• 課題目標 1
記録のうち、「Target: backpack buckle」を含む行から記録の末尾までの範囲を、「bush」を「shrub」に置き換えたうえで更新し、その範囲のみを示してください。

• 記事

本項の態様によれば、先に説明したところの、アクチュエータの動作位置を対象としたロール抑制制御が行われる。このようなロール抑制制御では、中立動作位置を基準としたアクチュエータの制御が行われるため、先に説明した事象、つまり、アクチュエータの動作位置が中立動作位置からある程度を超えてシフトしている状態において非制御状態から制御状態に移行する際に発生するアクチュエータのステップ的な動作が、発生し易くなる。したがって、本項の態様のシステムにおいて、上記動作量減少制御は、車両の乗り心地への悪影響を緩和若しくは排除するために、特に有効である。
(8)前記アクチュエータが、路面入力によって動作されられた場合にその動作に伴って前記電磁モータが動作させられる構造とされた(4) 項ないし(7) 項のいずれか1つに記載の車両用スタビライザシステム。

• 課題目標 2
車両用スタビライザシステムに関する記事の続きを、最後に示された文の後から記してください。

• 提供記録
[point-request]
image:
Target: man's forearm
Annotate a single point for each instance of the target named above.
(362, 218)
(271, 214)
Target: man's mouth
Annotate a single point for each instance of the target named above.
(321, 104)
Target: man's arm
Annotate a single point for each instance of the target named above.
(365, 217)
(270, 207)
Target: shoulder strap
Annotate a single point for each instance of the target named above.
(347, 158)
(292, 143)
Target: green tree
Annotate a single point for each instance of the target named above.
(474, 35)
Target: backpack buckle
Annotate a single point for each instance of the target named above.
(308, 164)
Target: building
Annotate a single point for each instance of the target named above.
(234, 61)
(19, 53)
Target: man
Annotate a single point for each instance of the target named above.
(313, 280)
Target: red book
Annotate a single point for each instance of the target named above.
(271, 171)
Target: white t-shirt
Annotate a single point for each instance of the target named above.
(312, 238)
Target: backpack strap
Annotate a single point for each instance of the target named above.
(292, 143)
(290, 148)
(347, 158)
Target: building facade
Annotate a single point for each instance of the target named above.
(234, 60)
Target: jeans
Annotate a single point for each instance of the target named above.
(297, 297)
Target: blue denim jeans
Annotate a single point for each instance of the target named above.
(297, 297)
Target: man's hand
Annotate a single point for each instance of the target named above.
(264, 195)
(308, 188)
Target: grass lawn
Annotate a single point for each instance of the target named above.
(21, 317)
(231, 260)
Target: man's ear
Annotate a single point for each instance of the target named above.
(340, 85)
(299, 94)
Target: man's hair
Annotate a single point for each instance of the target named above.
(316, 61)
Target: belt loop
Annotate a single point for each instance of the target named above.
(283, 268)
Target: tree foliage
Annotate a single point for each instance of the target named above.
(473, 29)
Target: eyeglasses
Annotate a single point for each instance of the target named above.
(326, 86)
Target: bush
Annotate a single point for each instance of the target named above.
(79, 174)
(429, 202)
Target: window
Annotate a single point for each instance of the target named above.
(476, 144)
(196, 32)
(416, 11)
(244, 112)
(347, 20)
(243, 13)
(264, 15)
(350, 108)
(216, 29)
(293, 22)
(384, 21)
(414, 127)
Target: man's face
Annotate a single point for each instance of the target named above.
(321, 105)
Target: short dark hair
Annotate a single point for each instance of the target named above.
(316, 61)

• 演習解答 1
Target: backpack buckle
Annotate a single point for each instance of the target named above.
(308, 164)
Target: building
Annotate a single point for each instance of the target named above.
(234, 61)
(19, 53)
Target: man
Annotate a single point for each instance of the target named above.
(313, 280)
Target: red book
Annotate a single point for each instance of the target named above.
(271, 171)
Target: white t-shirt
Annotate a single point for each instance of the target named above.
(312, 238)
Target: backpack strap
Annotate a single point for each instance of the target named above.
(292, 143)
(290, 148)
(347, 158)
Target: building facade
Annotate a single point for each instance of the target named above.
(234, 60)
Target: jeans
Annotate a single point for each instance of the target named above.
(297, 297)
Target: blue denim jeans
Annotate a single point for each instance of the target named above.
(297, 297)
Target: man's hand
Annotate a single point for each instance of the target named above.
(264, 195)
(308, 188)
Target: grass lawn
Annotate a single point for each instance of the target named above.
(21, 317)
(231, 260)
Target: man's ear
Annotate a single point for each instance of the target named above.
(340, 85)
(299, 94)
Target: man's hair
Annotate a single point for each instance of the target named above.
(316, 61)
Target: belt loop
Annotate a single point for each instance of the target named above.
(283, 268)
Target: tree foliage
Annotate a single point for each instance of the target named above.
(473, 29)
Target: eyeglasses
Annotate a single point for each instance of the target named above.
(326, 86)
Target: shrub
Annotate a single point for each instance of the target named above.
(79, 174)
(429, 202)
Target: window
Annotate a single point for each instance of the target named above.
(476, 144)
(196, 32)
(416, 11)
(244, 112)
(347, 20)
(243, 13)
(264, 15)
(350, 108)
(216, 29)
(293, 22)
(384, 21)
(414, 127)
Target: man's face
Annotate a single point for each instance of the target named above.
(321, 105)
Target: short dark hair
Annotate a single point for each instance of the target named above.
(316, 61)

• 演習解答 2
本項の態様によれば、電磁モータは、動作させられた場合に、起電力に依拠した発電電流に応じた大きさの動作抵抗を有することになる。先に述べたように、そのような動作抵抗に依拠した抵抗力を発生させるアクチュエータは、上述の問題、つまり、非制御状態における車両の乗り心地に悪影響を与えるという問題を抱えることになる。したがって、このようなアクチュエータを備えた本態様のシステムにおいては、上述の動作量減少制御は、車両の乗り心地を良好に保つために、有効な手段となる。
(9)前記制御装置が、
前記ロール抑制制御を実行していない場合において、路面入力による前記アクチュエータの動作の速度が設定速度を超えたときに、前記電磁モータの作動モードを、前記電磁モータのそれに生じる起電力に依拠する動作抵抗が比較的小さい小動作抵抗モードから、その動作抵抗が比較的大きい大動作抵抗モードに切り換えるモータ作動モード切換制御を実行するように構成された(8) 項に記載の車両用スタビライザシステム。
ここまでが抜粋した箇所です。